▸ The request
Revise the items from the line containing "target | green tree" through the final line, inclusive, and write them out again with "dirt road" changed to "gravel road". Leave every other line unchanged.

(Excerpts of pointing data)
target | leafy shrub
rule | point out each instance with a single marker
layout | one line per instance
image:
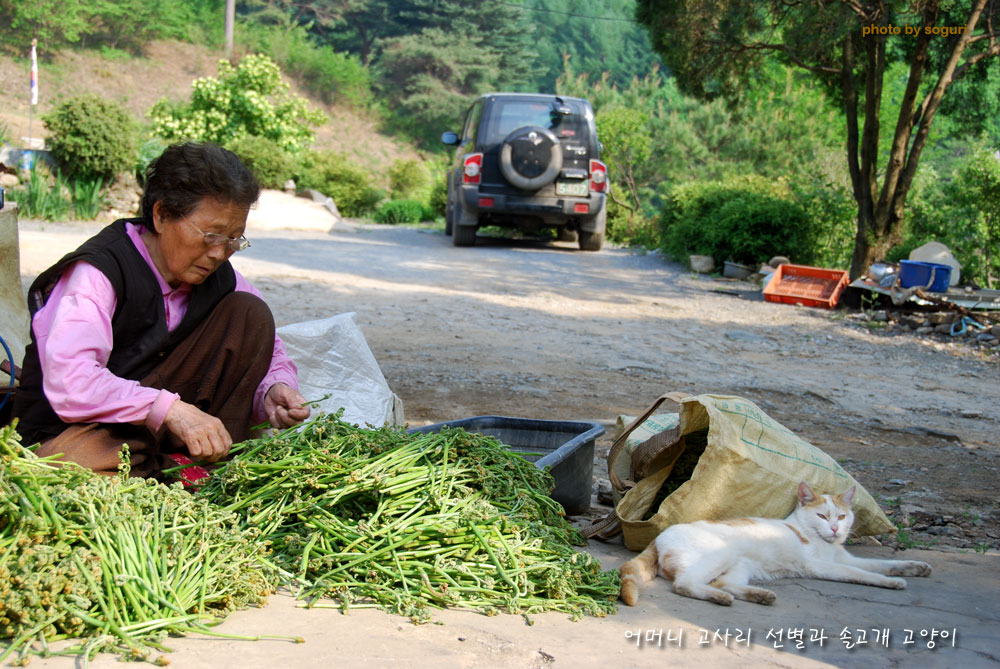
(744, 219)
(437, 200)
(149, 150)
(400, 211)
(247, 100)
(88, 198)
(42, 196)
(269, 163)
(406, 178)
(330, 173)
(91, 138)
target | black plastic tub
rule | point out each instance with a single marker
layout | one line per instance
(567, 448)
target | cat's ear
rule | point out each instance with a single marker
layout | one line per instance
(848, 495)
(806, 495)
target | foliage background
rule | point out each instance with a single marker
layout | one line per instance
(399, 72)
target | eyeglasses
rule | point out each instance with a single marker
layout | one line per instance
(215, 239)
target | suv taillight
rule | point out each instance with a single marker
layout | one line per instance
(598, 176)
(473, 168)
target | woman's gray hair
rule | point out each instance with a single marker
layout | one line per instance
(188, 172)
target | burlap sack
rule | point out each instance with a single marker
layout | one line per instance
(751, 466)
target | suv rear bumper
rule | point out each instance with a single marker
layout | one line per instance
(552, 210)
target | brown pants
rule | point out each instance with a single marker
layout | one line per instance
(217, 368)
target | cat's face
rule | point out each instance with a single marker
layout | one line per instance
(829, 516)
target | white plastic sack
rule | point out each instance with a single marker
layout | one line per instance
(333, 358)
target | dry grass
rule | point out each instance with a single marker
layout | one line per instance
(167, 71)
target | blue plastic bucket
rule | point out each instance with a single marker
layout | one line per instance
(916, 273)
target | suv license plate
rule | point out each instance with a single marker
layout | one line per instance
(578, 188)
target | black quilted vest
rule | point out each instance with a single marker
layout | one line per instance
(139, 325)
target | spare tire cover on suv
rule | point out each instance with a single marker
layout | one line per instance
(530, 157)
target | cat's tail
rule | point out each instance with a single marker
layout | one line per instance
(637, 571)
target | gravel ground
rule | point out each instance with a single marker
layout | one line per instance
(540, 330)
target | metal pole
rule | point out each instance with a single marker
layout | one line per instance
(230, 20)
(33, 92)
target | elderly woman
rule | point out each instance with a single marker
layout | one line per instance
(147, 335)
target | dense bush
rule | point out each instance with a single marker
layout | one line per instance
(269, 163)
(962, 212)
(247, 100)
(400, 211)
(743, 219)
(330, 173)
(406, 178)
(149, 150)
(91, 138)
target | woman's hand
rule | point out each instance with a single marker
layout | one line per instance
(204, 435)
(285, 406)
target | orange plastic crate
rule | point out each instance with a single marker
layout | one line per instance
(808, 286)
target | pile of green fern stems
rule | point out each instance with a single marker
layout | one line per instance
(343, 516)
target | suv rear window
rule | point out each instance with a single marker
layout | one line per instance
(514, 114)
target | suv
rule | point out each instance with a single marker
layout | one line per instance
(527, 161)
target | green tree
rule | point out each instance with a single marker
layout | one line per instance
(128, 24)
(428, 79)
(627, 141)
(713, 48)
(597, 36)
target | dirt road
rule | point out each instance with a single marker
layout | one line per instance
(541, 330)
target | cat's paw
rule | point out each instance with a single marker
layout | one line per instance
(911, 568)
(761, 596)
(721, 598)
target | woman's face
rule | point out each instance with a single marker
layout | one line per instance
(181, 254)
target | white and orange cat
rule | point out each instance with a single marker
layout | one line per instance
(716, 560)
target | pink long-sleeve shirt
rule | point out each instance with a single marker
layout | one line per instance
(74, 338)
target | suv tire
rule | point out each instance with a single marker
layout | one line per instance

▸ Expected answer
target | green tree
rule | point out each instance with a single marker
layout | one line per instance
(128, 24)
(428, 79)
(627, 141)
(713, 48)
(597, 36)
target | gravel road
rule | point out each instance with a single marker
layout | one line per instance
(541, 330)
target | cat's paw
rule | point out each instance with a single marker
layout | one line per instance
(911, 568)
(761, 596)
(721, 598)
target | woman's face
rule | point out each instance with a single marker
layout | one line per instance
(181, 254)
target | white and orange cat
rule | point out each instance with a single marker
layout | one line per instance
(716, 560)
target | pink long-sleeve shirt
rule | point out each instance with a single marker
layout | one line per instance
(74, 338)
target | suv tire
rule | point out each instance with a single marker
layout | one line per instance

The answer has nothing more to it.